▶ [Text block]:

----------------------------------------

Dir: David Leitch. Starring: Brad Pitt, Joey King, Aaron Taylor-Johnson, Brian Tyree Henry, Andrew Koji, Hiroyuki Sanada, Michael Shannon, Benito A Martínez Ocasio, Sandra Bullock. 15, 126 minutes.
Brad Pitt has spent decades trying to tell us that, underneath all that leading man sheen, he’s really just a goofball. Think his wonderfully bumbleheaded turns in Burn After Reading, Once Upon a Time in... Hollywood and, hell, even this year’s The Lost City. I’m not sure how much audiences have been convinced of this, though. The grandeur of movie stardom can be a hard thing to shake off. And it might be why Bullet Train, a gonzo action flick from the guy who made Deadpool 2, feels so slick with desperation.
Pitt’s funny here – there’s a precise comic timing to the way he shoves a venomous snake down a toilet bowl – but Bullet Train feels so try-hard in its quirky theatrics that it’s a little like watching a kid repeatedly calling for their mother’s attention before they cartwheel into a brick wall. It’s Tarantino-esque at a time when that descriptor is so overused it can only be derogatory. Have we not found something else that white guy directors desperate for a visual style can shamelessly rip off? In fact, that kind of derivativeness feels especially odd from a director like David Leitch – John Wick, which he co-directed with Chad Stahelski, seems to be perpetually spawning copycats these days. Leitch has already made his mark on the pop culture landscape. Could he not have simply borrowed from himself?

----------------------------------------

▶ [Material shown]:
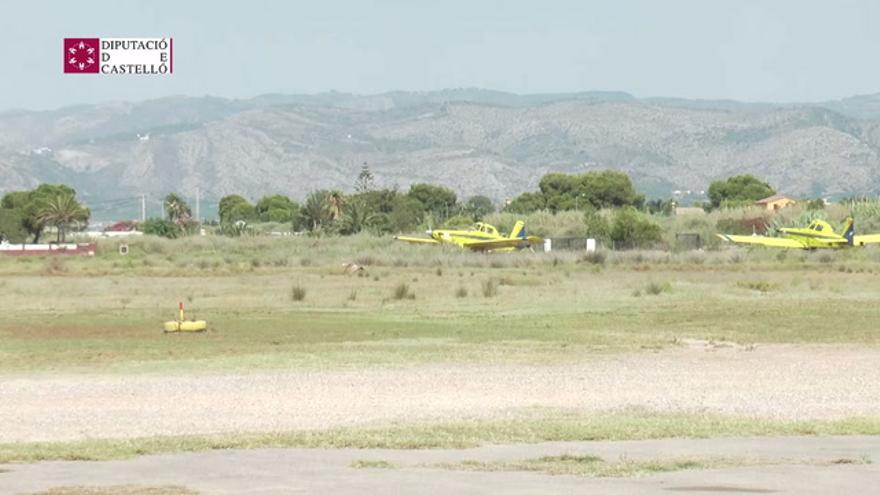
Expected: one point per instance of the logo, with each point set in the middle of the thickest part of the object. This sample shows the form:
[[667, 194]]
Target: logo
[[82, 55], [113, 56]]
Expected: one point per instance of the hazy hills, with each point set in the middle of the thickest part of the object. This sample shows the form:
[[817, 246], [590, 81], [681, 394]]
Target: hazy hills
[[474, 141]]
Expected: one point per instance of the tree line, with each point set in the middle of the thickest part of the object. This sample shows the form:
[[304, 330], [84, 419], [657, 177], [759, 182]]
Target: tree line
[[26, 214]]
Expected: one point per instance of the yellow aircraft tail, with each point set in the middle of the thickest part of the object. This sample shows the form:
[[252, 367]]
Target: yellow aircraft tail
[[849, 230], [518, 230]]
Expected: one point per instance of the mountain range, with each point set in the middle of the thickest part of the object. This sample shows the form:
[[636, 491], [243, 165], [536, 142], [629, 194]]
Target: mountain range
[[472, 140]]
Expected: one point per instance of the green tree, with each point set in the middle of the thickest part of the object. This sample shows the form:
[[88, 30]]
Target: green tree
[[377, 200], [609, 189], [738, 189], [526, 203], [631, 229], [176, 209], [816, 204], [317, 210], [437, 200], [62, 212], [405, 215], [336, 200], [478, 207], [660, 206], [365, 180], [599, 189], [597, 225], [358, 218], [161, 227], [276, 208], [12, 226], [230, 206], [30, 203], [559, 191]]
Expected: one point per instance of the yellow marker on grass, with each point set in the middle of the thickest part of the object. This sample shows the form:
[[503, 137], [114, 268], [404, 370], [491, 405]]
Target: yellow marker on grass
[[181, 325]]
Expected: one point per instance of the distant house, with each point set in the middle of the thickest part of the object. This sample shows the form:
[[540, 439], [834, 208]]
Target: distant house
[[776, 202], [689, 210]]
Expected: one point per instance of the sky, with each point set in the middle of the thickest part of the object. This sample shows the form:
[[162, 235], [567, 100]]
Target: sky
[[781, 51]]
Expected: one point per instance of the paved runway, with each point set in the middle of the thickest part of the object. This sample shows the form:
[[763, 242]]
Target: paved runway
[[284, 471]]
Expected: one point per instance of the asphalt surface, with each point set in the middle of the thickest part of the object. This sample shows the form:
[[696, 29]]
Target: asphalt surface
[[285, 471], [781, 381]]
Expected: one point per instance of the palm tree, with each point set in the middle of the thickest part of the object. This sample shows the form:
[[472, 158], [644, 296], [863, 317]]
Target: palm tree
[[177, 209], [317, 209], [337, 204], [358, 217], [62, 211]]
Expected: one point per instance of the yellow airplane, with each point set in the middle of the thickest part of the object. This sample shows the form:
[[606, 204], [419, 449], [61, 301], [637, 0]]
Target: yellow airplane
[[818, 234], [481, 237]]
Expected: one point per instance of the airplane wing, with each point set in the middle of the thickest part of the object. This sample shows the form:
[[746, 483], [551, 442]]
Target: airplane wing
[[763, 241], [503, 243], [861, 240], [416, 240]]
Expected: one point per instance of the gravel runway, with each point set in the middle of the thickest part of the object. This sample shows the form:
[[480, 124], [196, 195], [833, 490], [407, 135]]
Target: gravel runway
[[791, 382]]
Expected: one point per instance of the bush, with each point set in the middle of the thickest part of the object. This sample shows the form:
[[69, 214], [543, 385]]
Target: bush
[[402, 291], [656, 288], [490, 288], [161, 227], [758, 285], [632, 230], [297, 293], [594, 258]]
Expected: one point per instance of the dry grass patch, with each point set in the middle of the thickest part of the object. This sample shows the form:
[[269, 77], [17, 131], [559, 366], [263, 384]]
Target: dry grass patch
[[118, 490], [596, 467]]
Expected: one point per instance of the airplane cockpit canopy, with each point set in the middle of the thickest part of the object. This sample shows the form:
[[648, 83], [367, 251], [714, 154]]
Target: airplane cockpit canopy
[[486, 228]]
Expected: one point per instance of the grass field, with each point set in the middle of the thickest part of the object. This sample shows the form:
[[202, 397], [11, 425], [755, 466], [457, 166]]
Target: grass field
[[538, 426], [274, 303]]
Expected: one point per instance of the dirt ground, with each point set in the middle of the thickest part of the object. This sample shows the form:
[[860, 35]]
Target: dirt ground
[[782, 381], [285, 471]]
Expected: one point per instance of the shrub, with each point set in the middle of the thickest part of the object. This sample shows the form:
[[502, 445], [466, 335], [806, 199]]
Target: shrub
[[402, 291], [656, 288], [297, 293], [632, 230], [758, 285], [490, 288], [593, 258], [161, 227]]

----------------------------------------

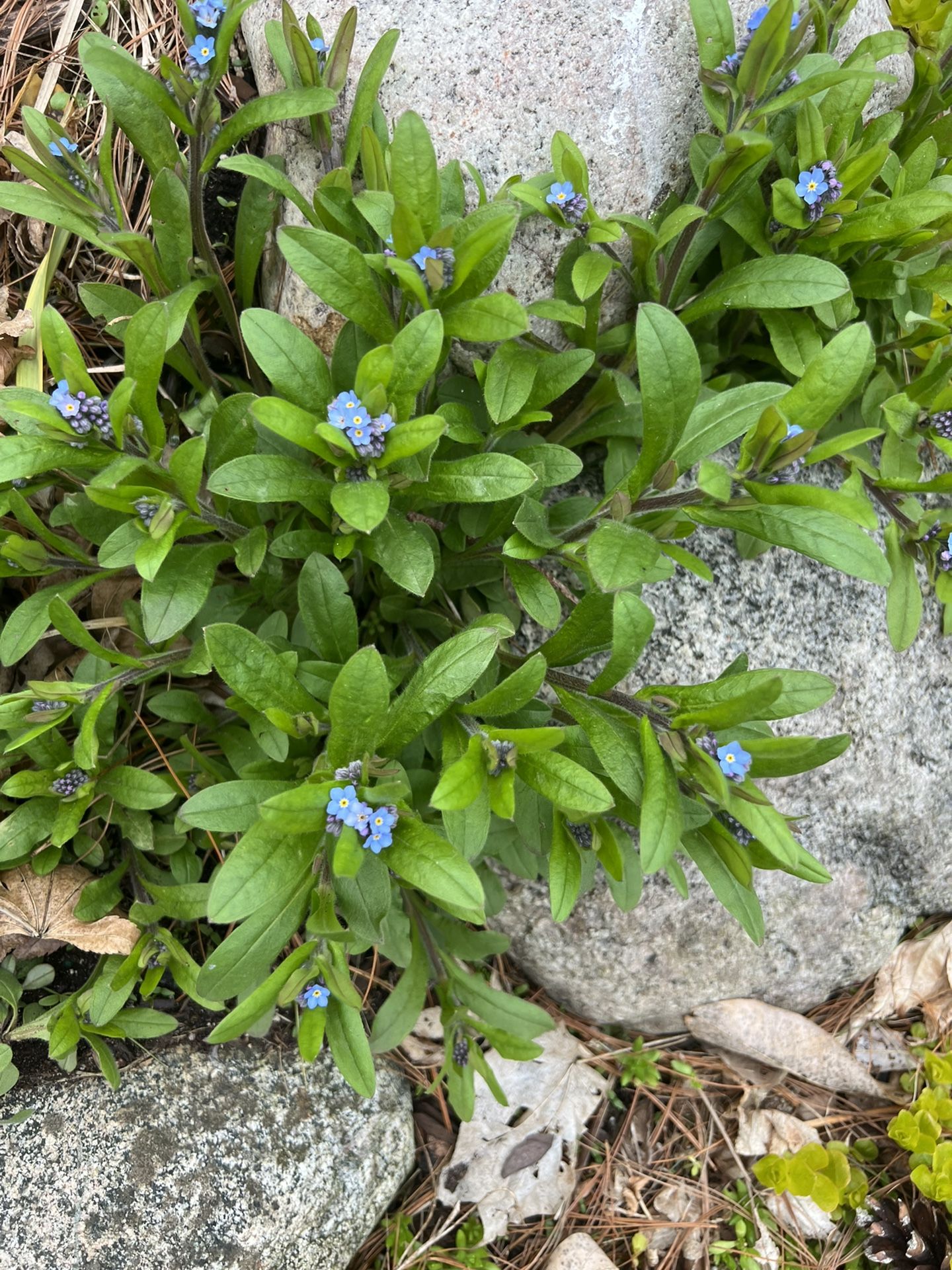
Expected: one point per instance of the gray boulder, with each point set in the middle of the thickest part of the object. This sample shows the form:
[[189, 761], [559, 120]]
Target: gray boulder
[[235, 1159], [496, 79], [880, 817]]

----------------------------------------

▶ [Assignment]: Could you reproduce the Bullet Train review above word for word, in full?

▶ [Response for this exercise]:
Dir: David Leitch. Starring: Brad Pitt, Joey King, Aaron Taylor-Johnson, Brian Tyree Henry, Andrew Koji, Hiroyuki Sanada, Michael Shannon, Benito A Martínez Ocasio, Sandra Bullock. 15, 126 minutes.
Brad Pitt has spent decades trying to tell us that, underneath all that leading man sheen, he’s really just a goofball. Think his wonderfully bumbleheaded turns in Burn After Reading, Once Upon a Time in... Hollywood and, hell, even this year’s The Lost City. I’m not sure how much audiences have been convinced of this, though. The grandeur of movie stardom can be a hard thing to shake off. And it might be why Bullet Train, a gonzo action flick from the guy who made Deadpool 2, feels so slick with desperation.
Pitt’s funny here – there’s a precise comic timing to the way he shoves a venomous snake down a toilet bowl – but Bullet Train feels so try-hard in its quirky theatrics that it’s a little like watching a kid repeatedly calling for their mother’s attention before they cartwheel into a brick wall. It’s Tarantino-esque at a time when that descriptor is so overused it can only be derogatory. Have we not found something else that white guy directors desperate for a visual style can shamelessly rip off? In fact, that kind of derivativeness feels especially odd from a director like David Leitch – John Wick, which he co-directed with Chad Stahelski, seems to be perpetually spawning copycats these days. Leitch has already made his mark on the pop culture landscape. Could he not have simply borrowed from himself?